WORK TO BE COMPLETED:
Extract every line of the listing below that contains the word "dark", and copy each one out unchanged.

PROVIDED INFORMATION:
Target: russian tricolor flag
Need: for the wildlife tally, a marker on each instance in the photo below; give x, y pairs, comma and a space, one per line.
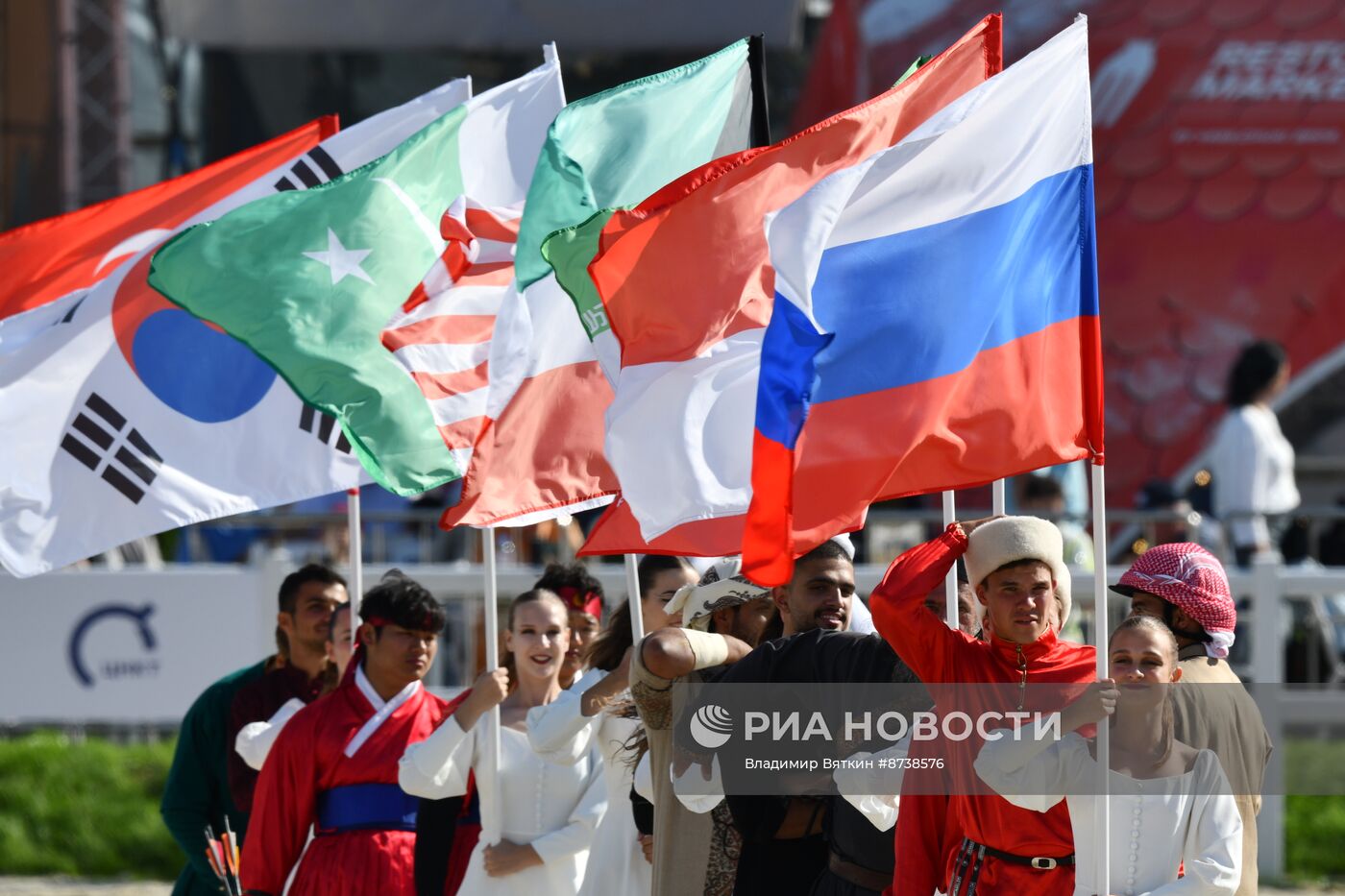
935, 321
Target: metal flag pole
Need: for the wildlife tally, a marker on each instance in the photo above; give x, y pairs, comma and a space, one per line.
950, 583
632, 588
356, 561
491, 806
1103, 819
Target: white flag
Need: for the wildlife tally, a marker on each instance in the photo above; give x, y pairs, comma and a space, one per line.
125, 416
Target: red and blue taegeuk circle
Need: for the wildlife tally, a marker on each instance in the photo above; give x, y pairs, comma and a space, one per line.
194, 368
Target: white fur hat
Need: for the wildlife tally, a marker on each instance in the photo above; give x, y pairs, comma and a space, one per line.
1011, 539
721, 587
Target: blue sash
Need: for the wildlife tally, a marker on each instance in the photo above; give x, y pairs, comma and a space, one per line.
366, 808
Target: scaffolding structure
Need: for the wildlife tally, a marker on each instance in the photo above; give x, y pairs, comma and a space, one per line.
94, 101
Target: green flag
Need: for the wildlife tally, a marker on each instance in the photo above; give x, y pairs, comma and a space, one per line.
618, 147
309, 278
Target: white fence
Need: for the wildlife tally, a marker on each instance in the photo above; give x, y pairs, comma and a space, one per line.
136, 647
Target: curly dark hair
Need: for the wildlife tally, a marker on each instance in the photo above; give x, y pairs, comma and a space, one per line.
1254, 372
404, 601
571, 579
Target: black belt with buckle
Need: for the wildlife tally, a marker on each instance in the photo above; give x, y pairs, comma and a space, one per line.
1039, 862
858, 875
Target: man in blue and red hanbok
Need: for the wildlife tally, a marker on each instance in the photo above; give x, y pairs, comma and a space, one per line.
333, 765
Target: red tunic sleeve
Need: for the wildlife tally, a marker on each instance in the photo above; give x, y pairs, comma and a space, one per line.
921, 640
282, 806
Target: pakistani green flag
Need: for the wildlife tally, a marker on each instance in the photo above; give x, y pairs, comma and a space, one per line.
309, 278
616, 148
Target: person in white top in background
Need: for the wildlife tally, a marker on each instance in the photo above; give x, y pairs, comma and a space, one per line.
598, 711
1170, 805
1251, 462
548, 812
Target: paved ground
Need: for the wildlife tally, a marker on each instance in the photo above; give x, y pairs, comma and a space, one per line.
67, 886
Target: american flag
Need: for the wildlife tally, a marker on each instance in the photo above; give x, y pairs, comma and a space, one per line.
443, 332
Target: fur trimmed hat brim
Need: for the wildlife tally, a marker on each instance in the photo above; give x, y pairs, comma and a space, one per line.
1012, 539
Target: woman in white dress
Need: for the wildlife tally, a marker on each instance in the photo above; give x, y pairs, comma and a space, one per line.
548, 812
1251, 460
591, 714
1170, 805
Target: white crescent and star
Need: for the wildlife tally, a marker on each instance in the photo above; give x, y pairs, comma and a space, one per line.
342, 261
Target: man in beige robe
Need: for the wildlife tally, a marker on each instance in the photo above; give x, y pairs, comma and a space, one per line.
1186, 586
722, 619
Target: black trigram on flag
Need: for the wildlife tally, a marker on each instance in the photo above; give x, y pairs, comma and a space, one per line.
70, 315
306, 171
325, 428
104, 442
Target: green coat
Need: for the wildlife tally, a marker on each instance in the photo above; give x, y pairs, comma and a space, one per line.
197, 792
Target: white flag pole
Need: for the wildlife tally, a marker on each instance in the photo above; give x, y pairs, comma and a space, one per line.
491, 806
632, 588
1103, 811
950, 583
356, 561
549, 54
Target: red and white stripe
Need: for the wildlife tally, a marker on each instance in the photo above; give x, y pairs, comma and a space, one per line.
511, 379
443, 332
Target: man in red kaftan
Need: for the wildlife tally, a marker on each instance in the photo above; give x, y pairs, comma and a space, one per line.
1017, 569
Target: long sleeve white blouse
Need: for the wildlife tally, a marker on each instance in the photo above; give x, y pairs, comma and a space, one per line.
1254, 473
1156, 825
555, 809
561, 734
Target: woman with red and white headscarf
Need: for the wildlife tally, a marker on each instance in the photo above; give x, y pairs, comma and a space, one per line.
1186, 586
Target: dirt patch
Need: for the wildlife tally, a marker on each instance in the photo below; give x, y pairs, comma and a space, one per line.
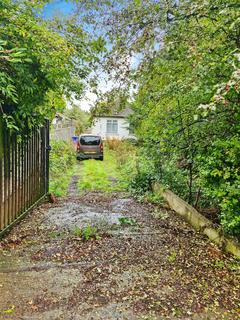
157, 268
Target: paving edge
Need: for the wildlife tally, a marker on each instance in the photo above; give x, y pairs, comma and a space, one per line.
198, 221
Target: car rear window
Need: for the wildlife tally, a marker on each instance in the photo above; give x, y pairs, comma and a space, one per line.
90, 141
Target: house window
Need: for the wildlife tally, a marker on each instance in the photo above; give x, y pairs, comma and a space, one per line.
112, 126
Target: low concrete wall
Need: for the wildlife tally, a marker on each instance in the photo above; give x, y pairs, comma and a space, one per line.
198, 221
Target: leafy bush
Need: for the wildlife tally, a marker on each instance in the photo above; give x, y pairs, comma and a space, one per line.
62, 160
221, 173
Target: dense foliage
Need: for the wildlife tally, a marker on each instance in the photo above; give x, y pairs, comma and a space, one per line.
62, 161
41, 61
186, 108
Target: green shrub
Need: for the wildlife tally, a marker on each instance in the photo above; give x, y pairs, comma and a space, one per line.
62, 160
221, 178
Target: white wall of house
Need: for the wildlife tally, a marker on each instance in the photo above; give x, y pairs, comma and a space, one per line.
111, 127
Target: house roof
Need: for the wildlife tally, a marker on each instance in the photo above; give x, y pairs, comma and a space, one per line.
116, 114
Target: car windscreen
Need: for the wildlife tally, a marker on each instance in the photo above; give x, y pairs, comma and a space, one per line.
90, 141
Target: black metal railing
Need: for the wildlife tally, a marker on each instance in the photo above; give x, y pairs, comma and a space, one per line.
24, 173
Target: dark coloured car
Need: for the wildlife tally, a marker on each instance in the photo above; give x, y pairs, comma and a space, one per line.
90, 147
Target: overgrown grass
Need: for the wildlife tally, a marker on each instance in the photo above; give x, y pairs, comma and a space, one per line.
62, 166
105, 176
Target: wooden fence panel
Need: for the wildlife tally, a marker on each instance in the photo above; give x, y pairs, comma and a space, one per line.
24, 173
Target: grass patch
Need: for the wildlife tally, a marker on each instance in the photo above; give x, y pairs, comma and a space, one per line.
102, 175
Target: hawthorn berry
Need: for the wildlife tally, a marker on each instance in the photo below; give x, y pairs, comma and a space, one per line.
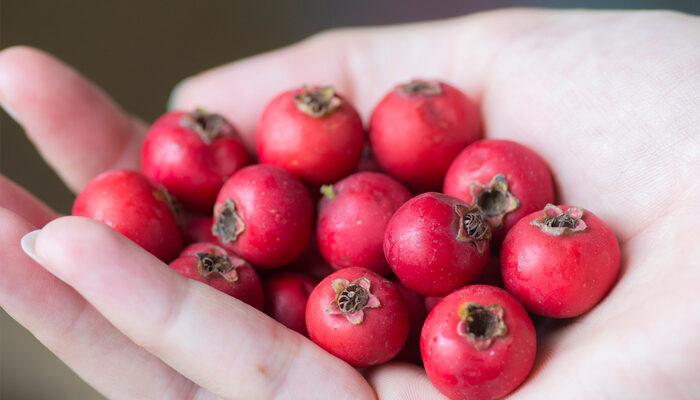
192, 154
265, 215
358, 316
312, 132
506, 179
128, 203
435, 243
560, 262
419, 127
478, 343
352, 216
213, 265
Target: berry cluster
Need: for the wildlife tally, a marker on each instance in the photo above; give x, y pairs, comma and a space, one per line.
352, 274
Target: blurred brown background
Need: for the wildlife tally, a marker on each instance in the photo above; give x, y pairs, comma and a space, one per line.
137, 51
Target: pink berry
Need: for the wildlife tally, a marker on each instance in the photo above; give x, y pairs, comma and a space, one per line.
128, 203
198, 229
478, 343
312, 132
352, 217
417, 313
213, 265
286, 295
435, 244
192, 154
358, 316
265, 215
506, 179
419, 128
560, 262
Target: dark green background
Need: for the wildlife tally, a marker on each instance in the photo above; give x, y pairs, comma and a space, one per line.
137, 51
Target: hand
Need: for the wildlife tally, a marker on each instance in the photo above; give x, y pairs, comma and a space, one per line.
609, 99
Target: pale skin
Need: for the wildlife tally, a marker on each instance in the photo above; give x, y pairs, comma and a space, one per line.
610, 99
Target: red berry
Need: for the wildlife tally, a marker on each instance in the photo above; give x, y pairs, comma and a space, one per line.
128, 203
265, 215
352, 217
286, 295
506, 179
213, 265
358, 316
419, 128
417, 313
478, 343
435, 244
191, 155
561, 262
198, 229
312, 132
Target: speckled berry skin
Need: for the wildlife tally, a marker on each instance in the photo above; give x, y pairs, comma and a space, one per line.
192, 166
247, 286
274, 216
416, 136
317, 149
128, 203
377, 338
286, 295
462, 370
422, 247
527, 176
352, 218
560, 276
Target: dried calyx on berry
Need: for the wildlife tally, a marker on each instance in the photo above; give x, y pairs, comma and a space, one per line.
557, 222
208, 126
473, 227
494, 199
228, 224
351, 298
317, 101
419, 87
212, 263
481, 324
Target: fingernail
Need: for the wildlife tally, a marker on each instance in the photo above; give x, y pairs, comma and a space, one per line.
28, 243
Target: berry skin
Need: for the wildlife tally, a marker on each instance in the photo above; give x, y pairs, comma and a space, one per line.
286, 295
352, 217
265, 215
312, 132
560, 262
128, 203
506, 179
417, 313
419, 128
435, 244
192, 154
358, 316
478, 343
198, 229
213, 265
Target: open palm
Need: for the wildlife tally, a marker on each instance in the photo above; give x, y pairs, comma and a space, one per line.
610, 99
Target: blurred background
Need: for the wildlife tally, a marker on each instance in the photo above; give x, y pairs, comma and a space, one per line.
137, 51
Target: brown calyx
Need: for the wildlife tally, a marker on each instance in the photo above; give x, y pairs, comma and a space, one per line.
228, 224
481, 324
208, 126
419, 87
317, 102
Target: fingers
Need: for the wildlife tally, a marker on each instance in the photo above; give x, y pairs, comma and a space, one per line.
75, 126
65, 323
354, 61
402, 381
22, 203
215, 340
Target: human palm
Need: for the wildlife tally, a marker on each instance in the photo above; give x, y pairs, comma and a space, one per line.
609, 99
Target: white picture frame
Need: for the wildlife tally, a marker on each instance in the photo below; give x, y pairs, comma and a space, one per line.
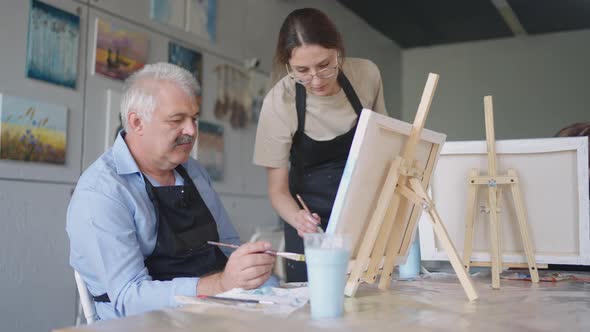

FINISHED EXERCISE:
Target: curly dark hair
Target: dark coloured car
Target: dark green background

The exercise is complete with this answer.